## BEGIN EXCERPTED PASSAGE

The solution, from the perspective of Ms. Dvorak and others like her, is to increase teachers’ pay, decrease their responsibilities, and enact liberal policy measures.

Conservatives, meanwhile, argue that the so-called shortage is a result of overburdensome licensing standards.

All 50 states require a state-issued teaching credential on top of a bachelor’s degree, which is typical in education. The licensing requirement bars non-certified individuals from teaching in public schools.

A policy fellow at the R Street Institute, Shoshana Weissman is an advocate of licensing reform as one means of increasing the available pool of prospective teachers. Ms. Weissman says that all occupational licensing causes “some level” of artificial shortage by excluding unlicensed people.

In education, she says there are three major pools of potential teachers that current licensing laws hinder: non-career teachers, retired teachers, and teachers who have moved between states.

“Maybe we want people with more outside experience who don’t have a degree in teaching,” Ms. Weissman said. An applied mathematician, for example, could be a capable arithmetic teacher; without a license, though, he or she cannot teach in public schools.

Even certified teachers may find that their certification is limited. “Retired professionals often go through extra licensing barriers to get back into the profession,” Ms. Weissman added.

Because each state confers its own licenses, certification can be limited to within one state’s borders.

“If a teacher moves across state lines, they often can’t work,” Ms. Weissman explained. In more than 20 states, teacher certification does not easily transfer, and teachers are required to take additional assessments in order to receive a license in other states.

Ms. Weissman points to Arizona’s universal recognition policy as an example of a successful licensing reform initiative. 

“Universal recognition says, ‘Hey, come here, and if you move here, your license can transfer — we just will verify it.’ It’s a really quick process,” she said.

The policy applies to the likes of cosmetologists and dental examiners but currently excludes teachers and lawyers.

## END EXCERPTED PASSAGE
## BEGIN LISTED RECORDS

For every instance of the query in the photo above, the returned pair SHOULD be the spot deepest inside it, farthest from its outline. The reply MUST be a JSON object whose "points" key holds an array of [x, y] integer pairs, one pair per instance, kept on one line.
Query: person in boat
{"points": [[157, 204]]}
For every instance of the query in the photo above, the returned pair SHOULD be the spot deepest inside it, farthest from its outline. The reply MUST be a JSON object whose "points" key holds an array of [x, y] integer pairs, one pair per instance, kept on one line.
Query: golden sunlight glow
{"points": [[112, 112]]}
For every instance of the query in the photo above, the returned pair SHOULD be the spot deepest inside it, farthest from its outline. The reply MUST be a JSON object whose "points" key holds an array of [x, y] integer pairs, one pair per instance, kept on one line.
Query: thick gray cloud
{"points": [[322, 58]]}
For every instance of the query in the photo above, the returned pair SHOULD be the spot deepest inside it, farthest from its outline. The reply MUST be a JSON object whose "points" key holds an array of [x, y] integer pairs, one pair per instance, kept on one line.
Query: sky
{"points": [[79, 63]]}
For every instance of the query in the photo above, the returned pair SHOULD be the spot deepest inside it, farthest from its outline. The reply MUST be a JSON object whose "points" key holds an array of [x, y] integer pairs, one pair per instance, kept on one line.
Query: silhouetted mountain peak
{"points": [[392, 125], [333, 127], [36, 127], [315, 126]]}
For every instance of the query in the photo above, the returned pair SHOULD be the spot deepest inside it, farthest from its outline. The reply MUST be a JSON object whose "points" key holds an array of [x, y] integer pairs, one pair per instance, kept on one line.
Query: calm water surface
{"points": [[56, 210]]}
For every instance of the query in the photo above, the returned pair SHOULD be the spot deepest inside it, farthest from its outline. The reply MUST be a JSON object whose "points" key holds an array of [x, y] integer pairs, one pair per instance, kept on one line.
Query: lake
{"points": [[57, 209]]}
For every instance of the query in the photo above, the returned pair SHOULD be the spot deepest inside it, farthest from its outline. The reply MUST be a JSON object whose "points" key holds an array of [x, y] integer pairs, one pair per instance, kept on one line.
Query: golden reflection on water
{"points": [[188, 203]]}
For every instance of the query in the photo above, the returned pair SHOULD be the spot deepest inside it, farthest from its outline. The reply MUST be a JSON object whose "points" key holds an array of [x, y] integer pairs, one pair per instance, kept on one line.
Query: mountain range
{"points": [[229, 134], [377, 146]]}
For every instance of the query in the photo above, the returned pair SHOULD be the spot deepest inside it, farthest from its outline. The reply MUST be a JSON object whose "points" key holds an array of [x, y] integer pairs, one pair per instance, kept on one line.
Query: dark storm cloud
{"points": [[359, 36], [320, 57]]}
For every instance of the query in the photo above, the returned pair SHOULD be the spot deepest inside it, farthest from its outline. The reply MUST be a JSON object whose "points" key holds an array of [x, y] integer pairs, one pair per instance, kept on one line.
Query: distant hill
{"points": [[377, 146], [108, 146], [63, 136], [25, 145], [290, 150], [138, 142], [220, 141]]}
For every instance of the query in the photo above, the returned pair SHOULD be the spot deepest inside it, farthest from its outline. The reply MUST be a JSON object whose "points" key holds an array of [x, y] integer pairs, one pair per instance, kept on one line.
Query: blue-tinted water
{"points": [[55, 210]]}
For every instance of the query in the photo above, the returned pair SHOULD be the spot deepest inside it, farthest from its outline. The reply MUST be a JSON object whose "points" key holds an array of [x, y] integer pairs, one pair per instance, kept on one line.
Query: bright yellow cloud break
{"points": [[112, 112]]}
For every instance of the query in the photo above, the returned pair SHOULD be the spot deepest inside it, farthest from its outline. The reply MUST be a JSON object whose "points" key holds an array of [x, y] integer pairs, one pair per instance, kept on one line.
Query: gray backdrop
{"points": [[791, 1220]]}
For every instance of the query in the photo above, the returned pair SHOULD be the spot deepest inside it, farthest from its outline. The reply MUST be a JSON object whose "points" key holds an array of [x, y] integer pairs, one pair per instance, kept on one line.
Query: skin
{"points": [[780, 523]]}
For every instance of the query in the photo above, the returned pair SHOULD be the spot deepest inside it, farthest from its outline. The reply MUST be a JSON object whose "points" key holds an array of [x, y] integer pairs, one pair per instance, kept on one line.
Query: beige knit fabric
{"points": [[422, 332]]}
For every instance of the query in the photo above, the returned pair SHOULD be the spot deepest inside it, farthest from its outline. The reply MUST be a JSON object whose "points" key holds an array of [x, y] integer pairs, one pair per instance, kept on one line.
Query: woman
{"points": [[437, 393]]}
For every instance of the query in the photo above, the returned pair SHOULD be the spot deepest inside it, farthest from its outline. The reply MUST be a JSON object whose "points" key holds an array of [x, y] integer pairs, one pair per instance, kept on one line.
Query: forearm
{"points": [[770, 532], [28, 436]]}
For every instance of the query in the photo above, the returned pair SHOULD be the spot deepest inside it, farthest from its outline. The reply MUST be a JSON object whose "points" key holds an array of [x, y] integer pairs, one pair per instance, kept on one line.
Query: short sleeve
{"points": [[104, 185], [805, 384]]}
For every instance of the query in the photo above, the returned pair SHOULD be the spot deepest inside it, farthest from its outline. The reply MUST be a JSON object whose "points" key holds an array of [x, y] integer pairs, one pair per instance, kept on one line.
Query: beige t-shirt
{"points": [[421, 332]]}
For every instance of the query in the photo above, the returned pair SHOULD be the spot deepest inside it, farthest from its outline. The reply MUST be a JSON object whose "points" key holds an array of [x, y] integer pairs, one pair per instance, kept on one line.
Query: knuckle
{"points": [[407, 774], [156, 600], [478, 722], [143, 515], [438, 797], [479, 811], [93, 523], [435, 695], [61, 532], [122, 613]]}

## END LISTED RECORDS

• REQUIREMENTS
[a] Using the passage on teacher licensing, answer each question:
(i) How many states require a state-issued teaching credential in addition to a bachelor's degree?
(ii) At which institute is Shoshana Weissman a policy fellow?
(iii) Which state's universal recognition policy does Ms. Weissman point to as a successful reform?
[b] Show every line of the listing that contains the string "water". Case counts.
The passage on teacher licensing has no connection to the listing.

• PER-TASK OUTPUTS
[a]
(i) All 50 states.
(ii) The R Street Institute.
(iii) Arizona.

[b]
Query: calm water surface
Query: golden reflection on water
Query: blue-tinted water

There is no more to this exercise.